» What you will do: Within the material below, locate the line with "positive clicks: (322, 314)" and the line with "box: [0, 3, 594, 388]", then return those two lines and all lines between them, exactly as written.

» Data:

╭──

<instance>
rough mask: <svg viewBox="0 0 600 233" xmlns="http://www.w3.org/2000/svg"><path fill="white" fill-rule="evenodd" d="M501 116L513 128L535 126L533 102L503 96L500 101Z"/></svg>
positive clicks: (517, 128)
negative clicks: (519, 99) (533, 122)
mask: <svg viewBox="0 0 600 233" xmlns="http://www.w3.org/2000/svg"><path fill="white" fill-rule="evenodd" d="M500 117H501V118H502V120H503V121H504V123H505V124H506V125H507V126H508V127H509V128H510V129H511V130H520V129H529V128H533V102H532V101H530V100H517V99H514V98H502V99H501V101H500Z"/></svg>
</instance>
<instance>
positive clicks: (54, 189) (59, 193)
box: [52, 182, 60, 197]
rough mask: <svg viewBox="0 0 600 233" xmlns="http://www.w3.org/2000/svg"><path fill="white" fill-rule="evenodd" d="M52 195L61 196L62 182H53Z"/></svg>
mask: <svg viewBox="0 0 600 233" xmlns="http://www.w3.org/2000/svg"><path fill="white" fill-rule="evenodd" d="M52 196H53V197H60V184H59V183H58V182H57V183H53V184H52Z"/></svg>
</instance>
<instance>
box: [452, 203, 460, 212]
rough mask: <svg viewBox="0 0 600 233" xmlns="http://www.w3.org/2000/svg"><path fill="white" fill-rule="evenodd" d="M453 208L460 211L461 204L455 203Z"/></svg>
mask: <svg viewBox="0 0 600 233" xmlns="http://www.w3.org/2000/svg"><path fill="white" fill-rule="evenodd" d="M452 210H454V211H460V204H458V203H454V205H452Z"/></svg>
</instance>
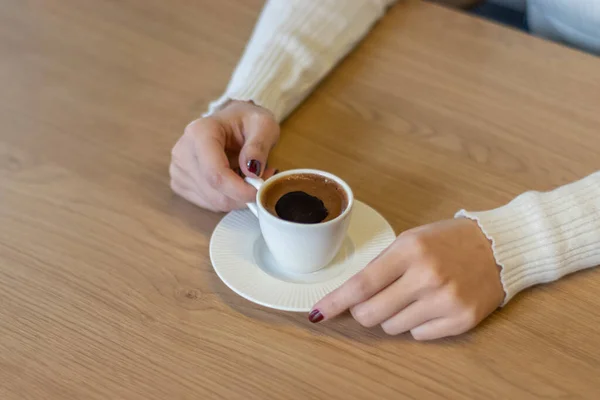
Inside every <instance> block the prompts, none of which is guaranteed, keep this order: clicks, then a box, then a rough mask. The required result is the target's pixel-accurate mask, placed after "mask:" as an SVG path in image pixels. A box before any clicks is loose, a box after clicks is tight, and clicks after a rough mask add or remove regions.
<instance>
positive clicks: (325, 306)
mask: <svg viewBox="0 0 600 400" xmlns="http://www.w3.org/2000/svg"><path fill="white" fill-rule="evenodd" d="M392 246H393V244H392ZM407 267H408V266H407V261H406V260H405V259H404V258H402V255H401V254H399V253H398V251H395V249H393V248H390V247H388V248H387V249H386V250H384V252H383V253H382V254H381V255H380V256H379V257H377V258H375V259H374V260H373V261H371V262H370V263H369V264H368V265H367V266H366V267H365V268H364V269H363V270H362V271H360V272H359V273H357V274H356V275H354V276H353V277H352V278H350V279H348V280H347V281H346V282H345V283H344V284H343V285H342V286H340V287H339V288H337V289H336V290H334V291H333V292H331V293H329V294H328V295H327V296H325V297H323V298H322V299H321V300H319V302H317V304H315V305H314V307H313V309H312V311H311V312H310V314H309V316H308V318H309V320H310V321H311V322H320V321H322V320H328V319H331V318H334V317H336V316H338V315H339V314H341V313H343V312H344V311H346V310H348V309H349V308H351V307H353V306H355V305H357V304H360V303H362V302H364V301H366V300H368V299H370V298H371V297H373V296H374V295H376V294H377V293H379V292H380V291H381V290H383V289H385V288H386V287H388V286H389V285H390V284H391V283H393V282H394V281H395V280H397V279H398V278H399V277H401V276H402V274H404V271H406V269H407Z"/></svg>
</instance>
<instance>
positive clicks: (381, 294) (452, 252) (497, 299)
mask: <svg viewBox="0 0 600 400" xmlns="http://www.w3.org/2000/svg"><path fill="white" fill-rule="evenodd" d="M503 299H504V290H503V288H502V284H501V281H500V270H499V267H498V266H497V265H496V261H495V259H494V256H493V253H492V248H491V244H490V242H489V240H488V239H487V238H486V237H485V235H484V234H483V233H482V232H481V230H480V229H479V227H478V226H477V224H476V223H475V222H473V221H471V220H468V219H454V220H447V221H441V222H437V223H434V224H431V225H425V226H422V227H419V228H415V229H412V230H410V231H406V232H404V233H403V234H401V235H400V236H399V237H398V238H397V239H396V240H395V241H394V243H392V244H391V245H390V246H389V247H388V248H387V249H386V250H385V251H384V252H383V253H381V254H380V255H379V256H378V257H377V258H376V259H374V260H373V261H371V263H369V265H367V266H366V267H365V268H364V269H363V270H362V271H361V272H359V273H358V274H356V275H355V276H354V277H352V278H350V279H349V280H348V281H347V282H346V283H344V284H343V285H342V286H341V287H340V288H338V289H336V290H335V291H333V292H331V293H330V294H328V295H327V296H325V297H324V298H323V299H322V300H320V301H319V302H318V303H317V304H316V305H315V306H314V308H313V311H311V313H310V314H309V319H310V320H311V321H312V322H319V321H321V320H328V319H331V318H334V317H335V316H337V315H338V314H340V313H342V312H344V311H346V310H348V309H349V310H350V312H351V314H352V316H353V317H354V319H356V321H358V322H359V323H360V324H361V325H363V326H365V327H373V326H375V325H381V327H382V328H383V330H384V331H385V332H386V333H388V334H390V335H396V334H400V333H404V332H408V331H410V332H411V333H412V335H413V337H414V338H415V339H417V340H431V339H438V338H442V337H445V336H453V335H458V334H461V333H463V332H466V331H468V330H469V329H471V328H473V327H475V326H476V325H477V324H479V322H481V321H482V320H483V319H484V318H485V317H487V316H488V315H489V314H491V313H492V312H493V311H494V310H496V308H498V307H499V306H500V304H501V303H502V301H503Z"/></svg>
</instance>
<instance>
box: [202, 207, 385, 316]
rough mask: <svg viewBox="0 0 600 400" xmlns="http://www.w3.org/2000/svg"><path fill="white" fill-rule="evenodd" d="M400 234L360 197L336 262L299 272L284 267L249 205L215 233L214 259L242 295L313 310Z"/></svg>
mask: <svg viewBox="0 0 600 400" xmlns="http://www.w3.org/2000/svg"><path fill="white" fill-rule="evenodd" d="M395 238H396V235H395V234H394V230H393V229H392V227H391V226H390V224H389V223H388V222H387V221H386V220H385V218H383V217H382V216H381V214H379V213H378V212H377V211H375V210H374V209H372V208H371V207H369V206H368V205H366V204H365V203H362V202H360V201H357V200H355V202H354V210H353V211H352V217H351V221H350V227H349V228H348V235H347V237H346V240H345V241H344V244H343V245H342V249H341V250H340V252H339V253H338V255H337V256H336V257H335V259H334V260H333V261H332V263H331V264H330V265H328V266H327V267H325V268H323V269H321V270H319V271H317V272H313V273H311V274H294V273H289V272H285V271H282V270H280V269H279V268H278V266H277V264H276V263H275V261H274V260H273V258H272V256H271V253H270V252H269V250H268V249H267V246H266V244H265V242H264V240H263V238H262V235H261V233H260V228H259V226H258V220H257V219H256V217H255V216H254V215H253V214H252V213H251V212H250V211H249V210H242V211H233V212H231V213H229V214H227V215H226V216H225V218H223V220H221V222H220V223H219V225H217V227H216V228H215V231H214V232H213V235H212V238H211V240H210V260H211V262H212V265H213V267H214V269H215V272H216V273H217V275H219V277H220V278H221V280H222V281H223V282H225V284H226V285H227V286H229V288H230V289H231V290H233V291H234V292H236V293H237V294H239V295H240V296H242V297H244V298H246V299H248V300H250V301H253V302H255V303H257V304H260V305H263V306H265V307H270V308H275V309H278V310H284V311H298V312H308V311H310V309H311V307H312V306H313V305H314V304H315V303H316V302H317V301H318V300H319V299H321V298H322V297H323V296H325V295H326V294H327V293H329V292H331V291H332V290H334V289H336V288H337V287H339V286H340V285H341V284H342V283H344V282H345V281H346V280H347V279H348V278H350V277H351V276H352V275H354V274H355V273H357V272H358V271H360V270H361V269H363V268H364V267H365V266H366V265H367V264H368V263H369V262H370V261H371V260H372V259H373V258H375V257H376V256H377V255H378V254H379V253H381V251H382V250H384V249H385V248H386V247H387V246H389V245H390V244H391V243H392V242H393V241H394V239H395Z"/></svg>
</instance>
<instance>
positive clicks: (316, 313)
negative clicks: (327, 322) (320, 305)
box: [308, 310, 324, 324]
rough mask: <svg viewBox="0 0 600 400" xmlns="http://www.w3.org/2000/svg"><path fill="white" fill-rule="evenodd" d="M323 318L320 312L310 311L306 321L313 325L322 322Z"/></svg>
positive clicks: (322, 314)
mask: <svg viewBox="0 0 600 400" xmlns="http://www.w3.org/2000/svg"><path fill="white" fill-rule="evenodd" d="M323 318H324V317H323V314H321V311H319V310H312V311H311V312H310V314H308V320H309V321H310V322H312V323H313V324H316V323H317V322H321V321H323Z"/></svg>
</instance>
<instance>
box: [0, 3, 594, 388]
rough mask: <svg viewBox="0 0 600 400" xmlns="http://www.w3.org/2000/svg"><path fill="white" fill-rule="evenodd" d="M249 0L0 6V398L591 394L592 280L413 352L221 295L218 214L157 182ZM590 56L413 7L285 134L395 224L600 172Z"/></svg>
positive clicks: (226, 288) (250, 12) (336, 328)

╰──

» Exercise answer:
positive clicks: (322, 314)
mask: <svg viewBox="0 0 600 400" xmlns="http://www.w3.org/2000/svg"><path fill="white" fill-rule="evenodd" d="M323 318H324V317H323V314H321V311H319V310H312V311H311V312H310V314H308V320H309V321H310V322H312V323H313V324H316V323H317V322H321V321H323Z"/></svg>
</instance>
<instance>
box: [0, 3, 594, 388]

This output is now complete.